Reproduce each of the entries that follow, exactly.
↓↓↓
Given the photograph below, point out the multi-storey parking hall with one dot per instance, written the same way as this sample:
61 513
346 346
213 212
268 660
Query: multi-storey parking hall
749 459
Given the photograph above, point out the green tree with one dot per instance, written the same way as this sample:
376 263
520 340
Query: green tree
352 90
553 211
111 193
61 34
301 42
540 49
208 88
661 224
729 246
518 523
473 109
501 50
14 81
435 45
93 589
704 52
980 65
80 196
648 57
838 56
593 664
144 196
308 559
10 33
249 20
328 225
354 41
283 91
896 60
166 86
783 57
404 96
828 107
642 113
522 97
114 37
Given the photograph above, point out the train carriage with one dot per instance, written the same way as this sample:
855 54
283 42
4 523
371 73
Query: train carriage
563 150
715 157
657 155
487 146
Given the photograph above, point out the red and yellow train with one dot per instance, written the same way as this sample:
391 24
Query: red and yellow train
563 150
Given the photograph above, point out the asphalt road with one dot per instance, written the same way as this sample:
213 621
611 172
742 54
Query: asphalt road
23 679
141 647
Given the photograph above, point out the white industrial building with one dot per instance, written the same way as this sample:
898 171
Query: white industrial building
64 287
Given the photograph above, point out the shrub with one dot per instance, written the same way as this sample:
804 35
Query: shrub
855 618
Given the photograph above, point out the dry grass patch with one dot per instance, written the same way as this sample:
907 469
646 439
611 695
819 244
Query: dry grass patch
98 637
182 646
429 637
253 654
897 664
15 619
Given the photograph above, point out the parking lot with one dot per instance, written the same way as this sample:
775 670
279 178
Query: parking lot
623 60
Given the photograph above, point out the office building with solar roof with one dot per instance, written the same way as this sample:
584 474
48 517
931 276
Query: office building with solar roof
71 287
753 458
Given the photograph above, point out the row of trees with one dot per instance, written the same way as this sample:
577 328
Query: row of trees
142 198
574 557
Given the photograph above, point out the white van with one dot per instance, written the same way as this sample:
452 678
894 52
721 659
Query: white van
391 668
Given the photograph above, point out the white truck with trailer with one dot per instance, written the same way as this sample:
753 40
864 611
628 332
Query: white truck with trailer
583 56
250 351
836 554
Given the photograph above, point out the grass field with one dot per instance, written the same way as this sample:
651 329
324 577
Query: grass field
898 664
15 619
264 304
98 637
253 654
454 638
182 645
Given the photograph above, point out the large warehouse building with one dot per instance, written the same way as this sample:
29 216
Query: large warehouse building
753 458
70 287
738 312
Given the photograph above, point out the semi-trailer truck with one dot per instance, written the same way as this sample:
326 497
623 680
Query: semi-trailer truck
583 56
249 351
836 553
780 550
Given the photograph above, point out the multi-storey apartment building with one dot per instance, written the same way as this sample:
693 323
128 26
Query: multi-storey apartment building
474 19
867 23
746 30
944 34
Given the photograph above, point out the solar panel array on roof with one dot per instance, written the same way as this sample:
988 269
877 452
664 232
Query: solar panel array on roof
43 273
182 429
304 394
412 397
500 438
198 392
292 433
↑↑↑
REPLY:
Given the photograph below, point out the multi-storey parking hall with one dot per instance, written the same way as this sample:
61 513
346 346
213 212
268 660
Query: multi-storey parking hall
749 459
Given the photograph above, point out the green tree with one dot per instance, written the same way as this sample:
376 263
520 340
Query: green tree
352 90
553 211
111 193
61 34
301 42
540 49
208 88
661 224
729 246
518 523
473 109
501 50
14 81
435 45
93 589
704 52
980 65
80 196
648 57
838 56
593 664
144 196
308 559
10 33
249 20
328 225
354 41
283 91
896 60
166 86
783 57
404 96
828 107
642 113
522 97
114 37
Given the photograph above, point out the train carriage with one dot per instance, written the same way as this sample:
855 54
283 42
4 523
371 73
Query: train carriage
563 150
715 157
657 155
487 146
Given the photograph above, point out the red and yellow train with one dot per instance, written the same way as this sample:
391 24
Query: red and yellow train
563 150
Given the photograph above, point out the asphalt road with one dot per instance, written the same way as this sample:
213 621
611 172
742 54
Query: asphalt road
23 679
141 647
Given the photograph above, point out the white industrial building with one dot per instance, written the same way as this sample:
898 171
Query: white industrial building
64 287
Given the photograph above, point out the shrub with one dot per instance, written the same way as this sample:
804 35
Query: shrub
855 618
Given the photograph above, point out the dry grass patch with one dot per instance, written the same way as this sample:
907 469
646 439
611 695
819 244
Query: dry grass patch
98 637
182 646
429 637
253 654
897 664
15 619
Given the photograph above, point out the parking lot with one dot per instance, written the same way as this sample:
775 670
279 178
Query: parking lot
623 60
Given the photograph above, point out the office building with solar roof with one dot per instance, written the same way as this sample:
584 474
48 517
931 276
Query: office building with solar roof
71 287
753 458
Given the photograph above, point out the row of trees with one dot per instance, written the same way as this sample:
577 328
Query: row of trees
142 198
574 557
Given the photograph above, point out the white van with one dot per instance, written the same way as this sample:
452 678
894 52
721 659
Query: white van
391 668
Given the photograph above, point out the white truck with trailer with one dot per instance, written the same way as this sample:
753 40
864 611
628 332
Query: white truck with trailer
583 56
250 351
836 554
Given the photograph above, point out the grass field with one dot per instance, written the same way as this sample:
651 329
324 577
Query: grass field
898 664
15 619
264 304
98 637
253 654
454 638
182 645
Given the photograph above, point out the large warehouse building with one dot per instance, written the same way as this sample:
29 216
Query: large warehouse building
753 458
70 287
738 312
Given the photograph above, point out the semi-trailer truck with one dot per instance, written the same way as this sample:
326 497
623 680
Query: semi-trailer truck
583 56
249 351
836 553
780 550
Given the photograph above, point out the multi-storey apartment building with one dot per instance, written the same way as this sample:
693 323
128 26
Query: multi-storey apartment building
474 19
867 23
746 30
944 34
Given the photograph above, point out the solar panel array on roof with one dot per instance, written the same way as this sample:
988 269
877 452
664 232
Query: solar panel array on roof
43 273
182 429
304 394
412 397
500 438
198 392
292 433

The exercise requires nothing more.